▶ _INSTRUCTION_: Show every line of the records that contains the word "canopy", treating uppercase and lowercase as different.

▼

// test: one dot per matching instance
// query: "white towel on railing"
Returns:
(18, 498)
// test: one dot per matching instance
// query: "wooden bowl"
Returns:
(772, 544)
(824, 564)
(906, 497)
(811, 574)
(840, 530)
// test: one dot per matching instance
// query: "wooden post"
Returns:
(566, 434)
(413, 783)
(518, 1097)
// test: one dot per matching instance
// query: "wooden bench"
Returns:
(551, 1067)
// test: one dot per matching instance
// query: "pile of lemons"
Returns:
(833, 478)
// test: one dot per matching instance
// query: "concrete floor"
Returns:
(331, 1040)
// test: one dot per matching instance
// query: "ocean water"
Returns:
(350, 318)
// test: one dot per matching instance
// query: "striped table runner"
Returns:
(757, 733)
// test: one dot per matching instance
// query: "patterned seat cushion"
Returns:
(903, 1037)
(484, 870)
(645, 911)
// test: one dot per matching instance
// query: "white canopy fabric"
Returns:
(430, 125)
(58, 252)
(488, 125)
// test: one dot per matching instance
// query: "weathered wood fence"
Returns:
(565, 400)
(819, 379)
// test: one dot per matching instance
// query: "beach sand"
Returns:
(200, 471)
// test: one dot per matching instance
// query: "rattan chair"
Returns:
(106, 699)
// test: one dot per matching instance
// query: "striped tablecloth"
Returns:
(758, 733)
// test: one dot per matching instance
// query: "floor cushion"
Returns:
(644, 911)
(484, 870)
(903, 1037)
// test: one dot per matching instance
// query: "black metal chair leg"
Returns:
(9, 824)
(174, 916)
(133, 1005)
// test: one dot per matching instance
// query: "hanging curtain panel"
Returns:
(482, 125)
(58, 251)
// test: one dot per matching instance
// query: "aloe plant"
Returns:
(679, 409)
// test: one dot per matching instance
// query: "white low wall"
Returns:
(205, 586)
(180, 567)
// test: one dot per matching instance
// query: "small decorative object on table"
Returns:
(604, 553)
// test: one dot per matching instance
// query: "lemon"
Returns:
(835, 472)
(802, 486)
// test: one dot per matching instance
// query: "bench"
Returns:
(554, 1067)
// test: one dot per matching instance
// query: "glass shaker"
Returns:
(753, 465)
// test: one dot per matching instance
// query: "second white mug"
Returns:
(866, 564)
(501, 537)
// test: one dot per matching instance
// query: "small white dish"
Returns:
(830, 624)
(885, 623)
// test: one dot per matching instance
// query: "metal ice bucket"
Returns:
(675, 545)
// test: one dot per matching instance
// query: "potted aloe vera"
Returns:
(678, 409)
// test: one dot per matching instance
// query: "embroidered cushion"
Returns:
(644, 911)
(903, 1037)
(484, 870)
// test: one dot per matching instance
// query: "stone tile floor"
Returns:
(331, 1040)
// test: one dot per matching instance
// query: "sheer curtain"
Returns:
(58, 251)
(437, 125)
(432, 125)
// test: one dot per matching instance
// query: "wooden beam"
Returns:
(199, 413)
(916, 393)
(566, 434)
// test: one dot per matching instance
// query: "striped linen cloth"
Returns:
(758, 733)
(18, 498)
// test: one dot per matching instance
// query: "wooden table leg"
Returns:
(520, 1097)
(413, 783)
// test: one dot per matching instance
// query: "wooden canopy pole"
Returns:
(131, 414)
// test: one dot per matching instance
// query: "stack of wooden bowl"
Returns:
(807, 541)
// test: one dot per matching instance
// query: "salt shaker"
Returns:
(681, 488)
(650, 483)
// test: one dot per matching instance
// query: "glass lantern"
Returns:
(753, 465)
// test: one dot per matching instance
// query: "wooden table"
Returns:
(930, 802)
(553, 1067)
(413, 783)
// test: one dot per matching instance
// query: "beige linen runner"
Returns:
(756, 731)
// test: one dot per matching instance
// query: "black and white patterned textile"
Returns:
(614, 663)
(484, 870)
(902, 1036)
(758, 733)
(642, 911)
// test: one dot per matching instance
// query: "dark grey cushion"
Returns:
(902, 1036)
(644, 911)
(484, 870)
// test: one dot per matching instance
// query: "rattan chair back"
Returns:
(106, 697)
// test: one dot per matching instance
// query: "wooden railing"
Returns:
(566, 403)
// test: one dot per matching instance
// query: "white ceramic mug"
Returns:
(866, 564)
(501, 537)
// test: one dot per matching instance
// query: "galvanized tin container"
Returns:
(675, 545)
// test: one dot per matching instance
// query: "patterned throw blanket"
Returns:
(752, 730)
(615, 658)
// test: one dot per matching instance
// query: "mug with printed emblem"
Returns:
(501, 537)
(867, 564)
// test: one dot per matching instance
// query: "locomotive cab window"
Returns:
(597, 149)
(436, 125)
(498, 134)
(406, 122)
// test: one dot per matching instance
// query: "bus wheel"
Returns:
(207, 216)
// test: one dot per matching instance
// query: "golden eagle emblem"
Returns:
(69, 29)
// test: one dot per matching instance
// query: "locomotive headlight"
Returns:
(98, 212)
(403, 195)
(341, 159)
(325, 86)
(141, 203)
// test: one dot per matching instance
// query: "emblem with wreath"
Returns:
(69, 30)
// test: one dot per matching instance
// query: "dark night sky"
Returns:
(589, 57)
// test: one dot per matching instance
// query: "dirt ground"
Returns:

▲

▶ _SOLUTION TO THIS EXERCISE_:
// query: "white canopy fabric"
// query: "wooden canopy pole"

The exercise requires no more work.